- **SUPPLIED MATERIAL**
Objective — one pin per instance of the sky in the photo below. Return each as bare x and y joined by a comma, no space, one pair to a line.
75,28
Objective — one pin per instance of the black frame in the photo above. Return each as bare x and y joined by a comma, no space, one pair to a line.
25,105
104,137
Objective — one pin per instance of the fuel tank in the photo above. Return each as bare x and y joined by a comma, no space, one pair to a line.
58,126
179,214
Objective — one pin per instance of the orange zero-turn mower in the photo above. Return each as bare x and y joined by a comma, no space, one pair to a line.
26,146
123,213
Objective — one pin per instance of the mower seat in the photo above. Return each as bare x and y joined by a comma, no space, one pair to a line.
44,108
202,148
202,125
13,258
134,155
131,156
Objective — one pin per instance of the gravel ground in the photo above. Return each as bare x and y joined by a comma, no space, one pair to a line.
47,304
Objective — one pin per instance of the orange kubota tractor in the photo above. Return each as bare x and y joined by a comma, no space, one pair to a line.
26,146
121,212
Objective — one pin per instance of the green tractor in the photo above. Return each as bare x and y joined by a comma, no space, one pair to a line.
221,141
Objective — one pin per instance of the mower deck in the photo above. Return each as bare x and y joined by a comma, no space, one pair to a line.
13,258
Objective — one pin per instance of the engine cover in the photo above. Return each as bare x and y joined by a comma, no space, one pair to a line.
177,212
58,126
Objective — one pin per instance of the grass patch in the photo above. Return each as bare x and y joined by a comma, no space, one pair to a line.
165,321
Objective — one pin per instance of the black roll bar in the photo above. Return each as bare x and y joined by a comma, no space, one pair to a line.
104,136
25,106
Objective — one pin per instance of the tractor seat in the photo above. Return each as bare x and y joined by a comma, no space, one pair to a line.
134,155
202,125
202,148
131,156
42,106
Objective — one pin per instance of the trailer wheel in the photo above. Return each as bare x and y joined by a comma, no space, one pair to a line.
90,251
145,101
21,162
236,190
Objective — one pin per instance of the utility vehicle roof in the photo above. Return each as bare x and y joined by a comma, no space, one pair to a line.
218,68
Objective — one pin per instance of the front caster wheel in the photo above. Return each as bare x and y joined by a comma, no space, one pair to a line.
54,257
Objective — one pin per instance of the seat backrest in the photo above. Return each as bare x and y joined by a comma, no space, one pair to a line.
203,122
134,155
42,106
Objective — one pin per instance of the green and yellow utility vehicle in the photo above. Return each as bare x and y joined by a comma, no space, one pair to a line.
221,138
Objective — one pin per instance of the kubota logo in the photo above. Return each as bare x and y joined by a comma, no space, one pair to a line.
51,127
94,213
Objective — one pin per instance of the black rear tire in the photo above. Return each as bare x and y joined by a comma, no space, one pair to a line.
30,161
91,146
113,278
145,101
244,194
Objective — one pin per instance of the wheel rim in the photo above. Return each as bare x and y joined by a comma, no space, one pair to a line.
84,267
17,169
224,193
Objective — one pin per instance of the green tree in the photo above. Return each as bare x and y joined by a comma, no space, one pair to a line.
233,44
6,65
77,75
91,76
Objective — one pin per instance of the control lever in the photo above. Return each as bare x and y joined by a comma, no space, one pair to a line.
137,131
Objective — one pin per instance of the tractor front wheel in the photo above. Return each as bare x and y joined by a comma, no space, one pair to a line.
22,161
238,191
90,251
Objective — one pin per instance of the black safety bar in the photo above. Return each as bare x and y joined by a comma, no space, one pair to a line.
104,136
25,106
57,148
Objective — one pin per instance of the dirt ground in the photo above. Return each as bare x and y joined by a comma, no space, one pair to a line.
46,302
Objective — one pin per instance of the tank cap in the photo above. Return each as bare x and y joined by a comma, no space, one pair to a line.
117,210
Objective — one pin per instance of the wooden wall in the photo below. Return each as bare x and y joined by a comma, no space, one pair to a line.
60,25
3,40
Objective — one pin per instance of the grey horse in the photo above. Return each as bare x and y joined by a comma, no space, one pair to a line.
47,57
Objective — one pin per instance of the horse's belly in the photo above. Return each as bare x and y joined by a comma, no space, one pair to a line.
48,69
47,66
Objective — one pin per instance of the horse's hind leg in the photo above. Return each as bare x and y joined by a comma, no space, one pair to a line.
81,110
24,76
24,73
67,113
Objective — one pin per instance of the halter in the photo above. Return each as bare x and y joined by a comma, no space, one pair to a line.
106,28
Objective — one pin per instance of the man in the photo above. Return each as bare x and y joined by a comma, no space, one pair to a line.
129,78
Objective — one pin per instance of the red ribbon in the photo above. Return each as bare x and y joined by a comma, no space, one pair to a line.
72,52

- **PROBLEM**
Repeat all of the lines above word for word.

- **ANSWER TO THIS EXERCISE**
Objective — one pin per instance of the sky in the photo below. Return each as bare x and y joined by a comma, no space, one pair to a line.
75,28
Objective — one pin per instance of the black frame in the photo above. Return each as bare x and y joined by a comma, no space, one pair to a line.
25,105
104,137
Objective — one pin per instance of the fuel tank in the photo above. Return each as bare x and y joined by a comma, no space, one pair to a line.
58,126
179,214
Objective — one pin per instance of the orange zero-turn mower in the photo above. Return each as bare x and y joined by a comma, no space, one pair to a line.
26,146
123,213
Objective — one pin per instance of the mower seat in the photo above. Return each as bare x and y joined by a comma, no space, one pair to a line.
44,108
202,148
202,125
13,258
134,155
131,156
Objective — one pin per instance of the gravel ground in the photo above. Return each as bare x and y joined by a comma, no space, one pair to a line.
47,304
Objective — one pin per instance of the orange kubota tractor in the photo above. Return each as bare x and y joined by a comma, no space, one pair to a line.
26,146
121,212
Objective — one pin per instance of the green tractor in the photo above. Return each as bare x and y joined by a comma, no space, one pair to a line.
221,141
Objective — one pin per instance of the mower deck in the photo above. Return each as bare x and y joined by a comma, no space, one pair to a line.
13,258
Objective — one pin per instance of the engine cover in the photo above. Return each as bare x and y joined by a comma, no space, one pair to a line.
177,212
58,126
Objective — one pin per instance of the grass patch in the photo above. Return each as bare x and y joined by a comma, no space, one pair to a line.
165,321
Objective — one pin per instance of the black roll bar in the photo above. Return each as bare x and y joined by a comma, no space, one pair to a line.
104,136
25,106
Objective — one pin per instance of the tractor seat in the photo above. Return each as bare x and y joined by a comma, no space, one pair to a line.
134,155
202,125
202,148
131,156
42,106
Objective — one pin per instance of the trailer wheel in the photo above. Return each as bare x and y joined by a comma, no space, one pair to a line.
90,251
145,101
21,162
236,190
Objective — one pin per instance of the utility vehicle roof in the photo above. Return each as bare x and y joined by a comma, no space, one pair to a line.
218,68
Objective — one pin per instance of the front caster wheel in the photo above. Return each as bare x and y joined by a comma, no space, one pair to a line.
54,257
Objective — one pin per instance of the seat backrest in the photo above. Return each as bare x and y joined by a comma, no space, one pair to a line.
203,122
134,155
42,106
Objective — one pin per instance of the green and yellow utility vehicle in the photo above. Return each as bare x and y joined by a comma, no space, one pair to a line.
221,138
Objective — one pin per instance of the kubota logo in the photo above. Return each as bare x and y joined by a comma, no space, one pair to a line.
51,127
94,213
Objective — one pin per instance of the black rear tire in the photo above. Return each as bare x and y joined by a comma, no space, one pair to a line.
30,161
91,146
113,278
145,101
244,194
Objective — one pin per instance of the wheel rim in the photo above. Return each as bare x and y joined by a comma, no space, one pair to a line.
84,267
17,169
224,193
Objective — one pin per instance of the green tree in the photo above. Return each as bare x and y joined by a comma, no space, one pair to a line.
233,44
6,65
77,75
91,76
Objective — one pin per instance of the control lever in the photo above. Return each as bare x and y joined by a comma, no space, one pair to a line.
137,131
Objective — one pin per instance of the tractor front wheel in the photo above. Return each as bare x and y joined by a comma, no space, one pair to a line.
22,161
238,191
90,251
Objective — one pin per instance of the black safety bar in the photo above. Return each as bare x and y joined by a comma, no space, one pair to a line.
104,136
25,106
57,148
Objective — one pin per instance of the dirt ground in the photo above. Return each as bare x and y joined by a comma, no space, one pair to a line.
46,302
Objective — one pin per instance of the tank cap in the photo above. Return each as bare x and y joined by a comma, no space, one pair to a line.
117,210
Objective — one pin per instance of the wooden wall in the photo below. Return each as bare x and y joined by a comma, no space, one pair to a line.
60,25
3,40
Objective — one pin per instance of the grey horse in the photo above. Return each as bare x and y joined by a comma, no space, one pair to a line.
47,57
Objective — one pin per instance of the horse's belly in the photo above. Return each as bare x and y joined by a comma, no space, one pair to a line.
48,69
47,66
Objective — one pin per instance of the horse's hind leg in the photo above. Return each as bare x and y joined by a comma, no space, one pair to a line.
81,110
24,76
24,73
67,113
Objective — one pin per instance of the halter in the photo above. Return each as bare x and y joined by a comma, no space, one pair to a line.
106,28
Objective — one pin per instance of the man in the photo above. Return each as bare x and y joined by a comma, no space, one pair to a line.
129,78
Objective — one pin per instance of the red ribbon in the photo above. Return each as bare x and y joined by a comma, no space, one pair to a line.
72,52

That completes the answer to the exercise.